• **INFORMATION SUPPLIED**:
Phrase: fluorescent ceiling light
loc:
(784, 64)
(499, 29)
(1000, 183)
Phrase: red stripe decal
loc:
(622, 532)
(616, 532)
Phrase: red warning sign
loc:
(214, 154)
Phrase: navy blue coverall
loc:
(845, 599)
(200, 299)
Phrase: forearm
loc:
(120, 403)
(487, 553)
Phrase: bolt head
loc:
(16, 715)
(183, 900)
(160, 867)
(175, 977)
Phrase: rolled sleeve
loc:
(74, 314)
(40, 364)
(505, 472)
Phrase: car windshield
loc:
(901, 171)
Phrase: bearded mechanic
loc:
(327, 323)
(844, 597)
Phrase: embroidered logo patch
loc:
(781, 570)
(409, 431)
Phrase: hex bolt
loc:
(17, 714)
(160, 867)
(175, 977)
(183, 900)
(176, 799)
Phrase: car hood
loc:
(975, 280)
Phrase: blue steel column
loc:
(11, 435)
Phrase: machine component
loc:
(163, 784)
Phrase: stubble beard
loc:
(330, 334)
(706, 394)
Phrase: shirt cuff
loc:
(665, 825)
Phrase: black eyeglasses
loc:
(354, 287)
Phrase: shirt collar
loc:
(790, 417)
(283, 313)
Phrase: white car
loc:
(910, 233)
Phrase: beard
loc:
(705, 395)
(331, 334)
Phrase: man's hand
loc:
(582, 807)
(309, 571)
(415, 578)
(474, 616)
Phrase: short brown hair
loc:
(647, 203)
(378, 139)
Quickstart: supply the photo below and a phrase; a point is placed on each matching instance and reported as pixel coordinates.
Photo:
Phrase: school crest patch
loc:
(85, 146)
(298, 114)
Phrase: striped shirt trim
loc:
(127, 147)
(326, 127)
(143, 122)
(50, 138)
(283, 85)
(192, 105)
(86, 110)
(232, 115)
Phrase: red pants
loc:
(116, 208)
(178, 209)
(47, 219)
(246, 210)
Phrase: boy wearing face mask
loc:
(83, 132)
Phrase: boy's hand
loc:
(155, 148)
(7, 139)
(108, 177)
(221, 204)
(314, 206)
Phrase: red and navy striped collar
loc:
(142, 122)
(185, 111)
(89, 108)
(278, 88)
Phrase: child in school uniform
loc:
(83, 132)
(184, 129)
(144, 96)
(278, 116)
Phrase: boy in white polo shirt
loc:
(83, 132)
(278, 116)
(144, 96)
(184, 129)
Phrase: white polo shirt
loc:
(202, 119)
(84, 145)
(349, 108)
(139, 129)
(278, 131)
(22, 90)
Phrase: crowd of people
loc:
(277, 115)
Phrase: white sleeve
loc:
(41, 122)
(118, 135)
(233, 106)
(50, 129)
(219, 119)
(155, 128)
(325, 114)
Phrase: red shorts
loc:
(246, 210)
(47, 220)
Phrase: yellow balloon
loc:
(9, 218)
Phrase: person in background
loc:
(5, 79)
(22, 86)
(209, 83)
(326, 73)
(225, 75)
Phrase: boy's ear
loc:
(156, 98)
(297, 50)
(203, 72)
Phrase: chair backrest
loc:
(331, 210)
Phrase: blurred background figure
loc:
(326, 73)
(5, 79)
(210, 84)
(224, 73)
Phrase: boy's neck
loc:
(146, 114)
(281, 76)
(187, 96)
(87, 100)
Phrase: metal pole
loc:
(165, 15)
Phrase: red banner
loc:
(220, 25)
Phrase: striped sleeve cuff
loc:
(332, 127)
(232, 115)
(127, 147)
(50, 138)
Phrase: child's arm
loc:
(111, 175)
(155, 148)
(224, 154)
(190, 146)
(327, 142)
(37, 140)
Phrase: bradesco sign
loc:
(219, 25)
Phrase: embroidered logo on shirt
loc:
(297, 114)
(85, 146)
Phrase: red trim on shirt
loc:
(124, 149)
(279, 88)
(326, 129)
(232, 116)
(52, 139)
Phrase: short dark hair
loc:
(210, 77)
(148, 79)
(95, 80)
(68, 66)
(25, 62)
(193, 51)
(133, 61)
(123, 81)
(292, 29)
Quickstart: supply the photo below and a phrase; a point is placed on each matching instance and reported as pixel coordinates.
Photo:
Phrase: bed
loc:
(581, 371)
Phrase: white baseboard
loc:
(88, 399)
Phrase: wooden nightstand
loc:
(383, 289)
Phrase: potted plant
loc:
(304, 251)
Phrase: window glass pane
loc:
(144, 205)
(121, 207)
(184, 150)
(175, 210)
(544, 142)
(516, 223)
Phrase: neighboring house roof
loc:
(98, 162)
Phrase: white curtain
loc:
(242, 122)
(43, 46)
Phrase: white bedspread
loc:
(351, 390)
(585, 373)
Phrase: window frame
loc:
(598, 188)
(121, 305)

• **ACTION ITEM**:
Starting from the line that contains "Phrase: child's arm", reproduce each line of the data exactly through the last one.

• **EXPECTED OUTPUT**:
Phrase: child's arm
loc:
(111, 175)
(155, 148)
(224, 154)
(190, 146)
(327, 142)
(37, 140)
Phrase: bradesco sign
loc:
(219, 25)
Phrase: embroidered logo on shirt
loc:
(297, 114)
(85, 146)
Phrase: red trim on shirt
loc:
(124, 149)
(279, 88)
(326, 129)
(232, 116)
(52, 139)
Phrase: short dark hair
loc:
(210, 77)
(148, 79)
(95, 80)
(68, 66)
(25, 62)
(193, 51)
(133, 61)
(123, 81)
(292, 29)
Quickstart: supply the photo below and a phrase; a point is placed on each matching instance and reported as pixel coordinates.
Photo:
Phrase: bed
loc:
(581, 371)
Phrase: white baseboard
loc:
(88, 399)
Phrase: wooden nightstand
loc:
(383, 289)
Phrase: potted plant
loc:
(304, 251)
Phrase: window glass pane
loc:
(144, 205)
(121, 207)
(184, 150)
(175, 210)
(544, 142)
(516, 223)
Phrase: neighboring house roof
loc:
(98, 162)
Phrase: white curtain
loc:
(242, 122)
(43, 46)
Phrase: white bedspread
loc:
(351, 390)
(585, 373)
Phrase: window frame
loc:
(598, 188)
(121, 305)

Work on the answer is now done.